Take the lines from the line containing "Practice step: find the beige" through the end of the entries and output them exactly, with no pictures and nothing more.

**** Data section ****

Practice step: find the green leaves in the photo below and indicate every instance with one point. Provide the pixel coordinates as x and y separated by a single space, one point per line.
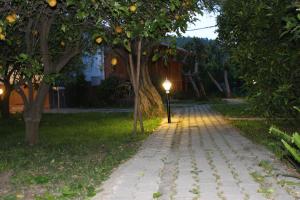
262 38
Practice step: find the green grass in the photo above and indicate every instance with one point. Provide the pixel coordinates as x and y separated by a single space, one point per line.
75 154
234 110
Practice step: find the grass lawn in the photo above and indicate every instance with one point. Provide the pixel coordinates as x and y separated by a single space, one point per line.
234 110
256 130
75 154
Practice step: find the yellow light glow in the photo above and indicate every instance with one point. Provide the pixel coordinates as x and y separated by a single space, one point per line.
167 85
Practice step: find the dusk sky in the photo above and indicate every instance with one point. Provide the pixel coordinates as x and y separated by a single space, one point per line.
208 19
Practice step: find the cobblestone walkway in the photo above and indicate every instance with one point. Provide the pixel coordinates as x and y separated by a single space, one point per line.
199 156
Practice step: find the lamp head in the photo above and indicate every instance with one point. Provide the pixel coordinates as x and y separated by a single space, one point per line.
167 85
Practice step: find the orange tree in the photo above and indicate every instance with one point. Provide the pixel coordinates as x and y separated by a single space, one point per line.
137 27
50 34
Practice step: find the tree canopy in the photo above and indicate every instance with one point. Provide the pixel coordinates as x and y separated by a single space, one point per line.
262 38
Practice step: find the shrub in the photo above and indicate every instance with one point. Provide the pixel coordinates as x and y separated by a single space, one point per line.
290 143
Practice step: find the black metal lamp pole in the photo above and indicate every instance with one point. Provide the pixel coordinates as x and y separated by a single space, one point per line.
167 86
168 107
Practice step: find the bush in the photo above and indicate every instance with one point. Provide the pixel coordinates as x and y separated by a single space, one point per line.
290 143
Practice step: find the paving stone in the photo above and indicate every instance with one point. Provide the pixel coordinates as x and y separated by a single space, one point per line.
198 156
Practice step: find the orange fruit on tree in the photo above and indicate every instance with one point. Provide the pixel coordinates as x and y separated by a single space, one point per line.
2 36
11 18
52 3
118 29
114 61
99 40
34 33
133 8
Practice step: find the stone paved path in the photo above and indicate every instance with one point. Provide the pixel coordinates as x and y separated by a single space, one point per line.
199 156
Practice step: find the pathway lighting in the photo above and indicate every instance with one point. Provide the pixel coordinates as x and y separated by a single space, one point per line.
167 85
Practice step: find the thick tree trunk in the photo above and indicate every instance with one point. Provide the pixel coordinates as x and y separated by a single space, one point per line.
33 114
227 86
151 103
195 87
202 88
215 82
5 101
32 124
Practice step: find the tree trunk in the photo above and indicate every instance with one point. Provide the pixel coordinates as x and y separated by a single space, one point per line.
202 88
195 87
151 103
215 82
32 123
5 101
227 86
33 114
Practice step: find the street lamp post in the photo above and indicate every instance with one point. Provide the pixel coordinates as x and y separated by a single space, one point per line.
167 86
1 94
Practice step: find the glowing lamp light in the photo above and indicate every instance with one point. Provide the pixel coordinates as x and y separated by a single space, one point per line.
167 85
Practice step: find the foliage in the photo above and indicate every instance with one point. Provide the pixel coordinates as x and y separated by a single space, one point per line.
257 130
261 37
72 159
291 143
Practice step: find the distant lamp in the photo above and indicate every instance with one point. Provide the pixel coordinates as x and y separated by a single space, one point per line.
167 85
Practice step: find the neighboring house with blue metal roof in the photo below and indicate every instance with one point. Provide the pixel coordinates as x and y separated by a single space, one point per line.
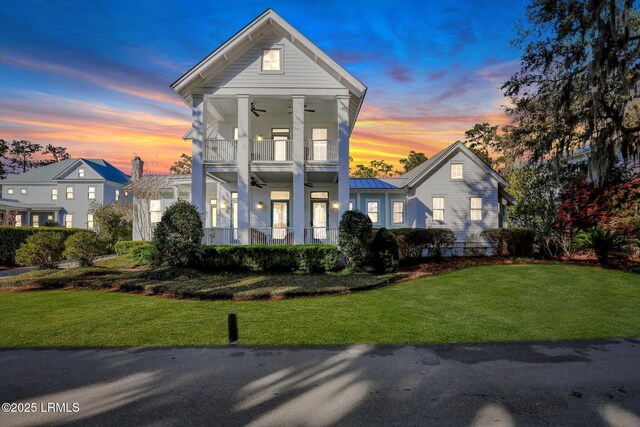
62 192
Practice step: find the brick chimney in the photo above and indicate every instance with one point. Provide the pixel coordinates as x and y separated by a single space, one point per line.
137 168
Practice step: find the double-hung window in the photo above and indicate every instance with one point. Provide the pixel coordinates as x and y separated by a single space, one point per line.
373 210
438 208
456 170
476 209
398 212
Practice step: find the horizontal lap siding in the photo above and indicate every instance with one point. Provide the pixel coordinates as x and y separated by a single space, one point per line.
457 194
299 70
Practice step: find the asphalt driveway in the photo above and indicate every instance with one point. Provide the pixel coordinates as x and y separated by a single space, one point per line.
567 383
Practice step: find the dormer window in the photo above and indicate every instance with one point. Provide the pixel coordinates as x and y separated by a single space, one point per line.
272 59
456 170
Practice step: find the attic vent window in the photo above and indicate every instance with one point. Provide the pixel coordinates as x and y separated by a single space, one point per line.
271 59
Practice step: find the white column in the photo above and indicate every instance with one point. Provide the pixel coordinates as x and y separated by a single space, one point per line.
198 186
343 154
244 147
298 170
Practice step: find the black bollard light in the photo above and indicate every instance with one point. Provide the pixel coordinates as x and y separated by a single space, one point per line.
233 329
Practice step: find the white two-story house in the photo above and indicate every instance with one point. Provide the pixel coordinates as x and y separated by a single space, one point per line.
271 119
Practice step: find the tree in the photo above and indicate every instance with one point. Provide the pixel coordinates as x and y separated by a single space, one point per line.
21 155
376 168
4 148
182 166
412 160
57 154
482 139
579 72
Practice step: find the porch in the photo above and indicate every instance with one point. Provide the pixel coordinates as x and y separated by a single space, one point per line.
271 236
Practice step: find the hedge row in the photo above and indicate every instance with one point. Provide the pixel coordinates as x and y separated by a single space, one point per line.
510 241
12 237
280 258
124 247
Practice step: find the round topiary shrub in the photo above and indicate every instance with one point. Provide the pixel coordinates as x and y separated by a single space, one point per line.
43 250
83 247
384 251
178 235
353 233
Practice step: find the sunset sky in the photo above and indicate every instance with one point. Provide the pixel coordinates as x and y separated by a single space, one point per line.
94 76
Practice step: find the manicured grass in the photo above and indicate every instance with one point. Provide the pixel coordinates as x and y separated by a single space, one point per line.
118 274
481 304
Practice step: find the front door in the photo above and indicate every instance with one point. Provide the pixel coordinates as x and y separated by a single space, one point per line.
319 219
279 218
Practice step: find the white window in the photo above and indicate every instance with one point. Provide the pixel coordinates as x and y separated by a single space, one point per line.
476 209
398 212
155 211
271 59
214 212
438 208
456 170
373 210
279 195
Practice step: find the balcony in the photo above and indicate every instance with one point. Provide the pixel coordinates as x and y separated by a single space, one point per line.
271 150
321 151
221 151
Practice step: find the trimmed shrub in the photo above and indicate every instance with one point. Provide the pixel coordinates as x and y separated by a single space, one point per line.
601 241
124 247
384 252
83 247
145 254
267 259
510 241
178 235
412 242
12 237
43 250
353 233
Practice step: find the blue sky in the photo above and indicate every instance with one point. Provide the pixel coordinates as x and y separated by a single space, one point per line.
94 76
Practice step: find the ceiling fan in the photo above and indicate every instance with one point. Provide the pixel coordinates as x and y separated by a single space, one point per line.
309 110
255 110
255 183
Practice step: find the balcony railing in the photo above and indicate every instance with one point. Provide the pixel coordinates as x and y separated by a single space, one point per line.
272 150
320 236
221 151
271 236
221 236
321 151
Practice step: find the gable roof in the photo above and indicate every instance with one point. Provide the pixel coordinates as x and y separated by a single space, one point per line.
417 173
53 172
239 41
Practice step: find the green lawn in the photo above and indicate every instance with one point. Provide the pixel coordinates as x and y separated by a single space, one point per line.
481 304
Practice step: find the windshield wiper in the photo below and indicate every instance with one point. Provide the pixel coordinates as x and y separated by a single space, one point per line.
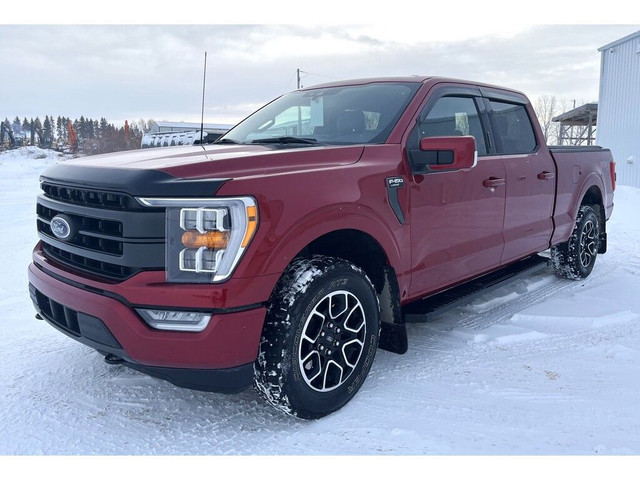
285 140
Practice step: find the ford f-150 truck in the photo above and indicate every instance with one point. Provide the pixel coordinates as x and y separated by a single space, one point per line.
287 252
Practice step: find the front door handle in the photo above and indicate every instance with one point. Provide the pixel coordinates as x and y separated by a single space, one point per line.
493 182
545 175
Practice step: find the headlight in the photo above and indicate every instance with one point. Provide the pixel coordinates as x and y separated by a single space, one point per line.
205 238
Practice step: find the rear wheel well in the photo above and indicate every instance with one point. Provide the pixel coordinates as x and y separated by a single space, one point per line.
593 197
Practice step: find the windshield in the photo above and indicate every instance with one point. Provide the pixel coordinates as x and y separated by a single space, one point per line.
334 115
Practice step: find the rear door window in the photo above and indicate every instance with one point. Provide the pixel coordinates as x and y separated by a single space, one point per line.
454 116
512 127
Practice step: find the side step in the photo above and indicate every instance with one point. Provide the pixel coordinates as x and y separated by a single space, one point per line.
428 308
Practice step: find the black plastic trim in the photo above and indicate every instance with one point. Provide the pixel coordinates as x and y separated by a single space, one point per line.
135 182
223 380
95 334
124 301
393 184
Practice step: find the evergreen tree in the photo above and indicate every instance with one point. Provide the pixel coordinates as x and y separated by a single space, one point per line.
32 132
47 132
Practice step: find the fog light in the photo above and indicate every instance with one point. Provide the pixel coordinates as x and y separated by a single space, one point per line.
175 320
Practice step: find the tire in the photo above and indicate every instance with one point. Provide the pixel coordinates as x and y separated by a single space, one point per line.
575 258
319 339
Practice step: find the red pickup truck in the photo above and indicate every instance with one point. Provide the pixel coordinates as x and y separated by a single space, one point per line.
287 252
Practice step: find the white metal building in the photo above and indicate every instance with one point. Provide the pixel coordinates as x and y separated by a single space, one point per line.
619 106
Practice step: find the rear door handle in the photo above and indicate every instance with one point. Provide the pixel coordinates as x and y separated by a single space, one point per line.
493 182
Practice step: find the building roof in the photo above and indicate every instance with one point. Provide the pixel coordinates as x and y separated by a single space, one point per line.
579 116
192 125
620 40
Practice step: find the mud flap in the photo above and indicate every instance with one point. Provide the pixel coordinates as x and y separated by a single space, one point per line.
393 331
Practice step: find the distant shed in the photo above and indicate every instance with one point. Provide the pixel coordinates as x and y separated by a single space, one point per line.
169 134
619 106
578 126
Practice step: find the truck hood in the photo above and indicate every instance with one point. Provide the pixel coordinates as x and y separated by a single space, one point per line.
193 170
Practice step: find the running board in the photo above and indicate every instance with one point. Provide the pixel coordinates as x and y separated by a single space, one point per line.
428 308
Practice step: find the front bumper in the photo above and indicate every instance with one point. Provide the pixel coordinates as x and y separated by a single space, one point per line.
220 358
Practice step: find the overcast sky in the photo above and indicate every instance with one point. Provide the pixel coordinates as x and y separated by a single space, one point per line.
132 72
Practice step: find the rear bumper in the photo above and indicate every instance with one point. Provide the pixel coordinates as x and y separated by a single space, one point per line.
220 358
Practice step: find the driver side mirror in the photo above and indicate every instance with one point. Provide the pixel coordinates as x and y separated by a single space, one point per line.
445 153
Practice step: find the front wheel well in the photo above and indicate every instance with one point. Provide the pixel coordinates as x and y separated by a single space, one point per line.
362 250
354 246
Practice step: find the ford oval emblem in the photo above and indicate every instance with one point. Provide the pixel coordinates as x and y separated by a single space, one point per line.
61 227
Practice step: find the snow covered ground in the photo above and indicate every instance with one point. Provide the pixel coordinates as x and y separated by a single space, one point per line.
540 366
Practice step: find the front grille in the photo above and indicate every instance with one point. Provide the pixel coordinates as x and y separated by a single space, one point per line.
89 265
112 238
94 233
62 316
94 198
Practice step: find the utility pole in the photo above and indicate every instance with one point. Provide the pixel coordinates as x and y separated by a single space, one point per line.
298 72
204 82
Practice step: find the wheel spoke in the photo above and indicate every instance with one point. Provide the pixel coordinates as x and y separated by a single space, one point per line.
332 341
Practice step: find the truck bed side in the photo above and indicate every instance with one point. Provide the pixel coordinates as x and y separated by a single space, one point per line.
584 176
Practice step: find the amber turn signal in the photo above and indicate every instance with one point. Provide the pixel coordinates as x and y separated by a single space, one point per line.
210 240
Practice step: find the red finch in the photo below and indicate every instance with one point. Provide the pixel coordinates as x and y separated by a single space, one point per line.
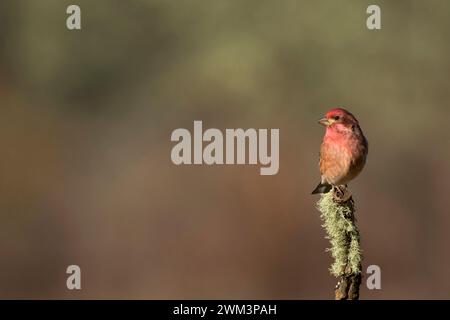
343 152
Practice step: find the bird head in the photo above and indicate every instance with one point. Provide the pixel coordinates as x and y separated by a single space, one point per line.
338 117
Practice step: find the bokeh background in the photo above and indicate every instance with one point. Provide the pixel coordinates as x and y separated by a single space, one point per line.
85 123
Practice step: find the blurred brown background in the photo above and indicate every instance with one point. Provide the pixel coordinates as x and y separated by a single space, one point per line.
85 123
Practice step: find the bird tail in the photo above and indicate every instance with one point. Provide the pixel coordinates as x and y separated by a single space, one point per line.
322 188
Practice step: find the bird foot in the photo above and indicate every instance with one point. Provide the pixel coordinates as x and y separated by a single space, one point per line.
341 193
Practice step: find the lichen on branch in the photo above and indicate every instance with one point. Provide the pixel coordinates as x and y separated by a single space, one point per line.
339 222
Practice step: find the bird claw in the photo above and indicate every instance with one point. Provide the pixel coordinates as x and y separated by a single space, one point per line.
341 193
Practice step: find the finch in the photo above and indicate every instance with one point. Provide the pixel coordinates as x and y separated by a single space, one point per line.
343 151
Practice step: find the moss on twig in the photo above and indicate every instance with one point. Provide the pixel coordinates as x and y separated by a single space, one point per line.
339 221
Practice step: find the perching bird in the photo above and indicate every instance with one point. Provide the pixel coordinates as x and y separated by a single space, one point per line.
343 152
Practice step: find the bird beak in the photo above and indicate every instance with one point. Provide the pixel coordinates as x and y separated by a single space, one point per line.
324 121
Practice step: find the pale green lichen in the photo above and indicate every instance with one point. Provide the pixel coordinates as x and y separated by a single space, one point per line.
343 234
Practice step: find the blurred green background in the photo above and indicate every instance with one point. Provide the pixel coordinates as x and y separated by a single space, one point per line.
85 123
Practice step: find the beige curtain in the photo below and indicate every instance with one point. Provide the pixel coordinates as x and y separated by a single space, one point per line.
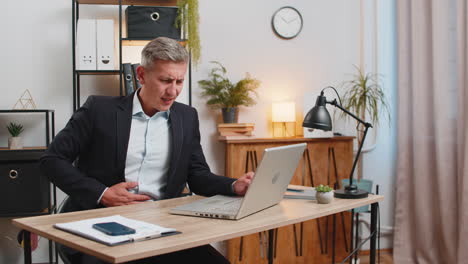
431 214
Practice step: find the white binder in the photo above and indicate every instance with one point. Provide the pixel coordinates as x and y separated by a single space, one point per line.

****

**Exercise response**
Practice step: find the beige curtain in the photo below and indicate every instance with one point. Provide the pixel coordinates as x and y separated by a single space, one point per line.
431 214
Practice step: find the white binder in the photo above and indicate every instance with one point. Provide the pixel coordinates as x and y separated by a single space, one point per line.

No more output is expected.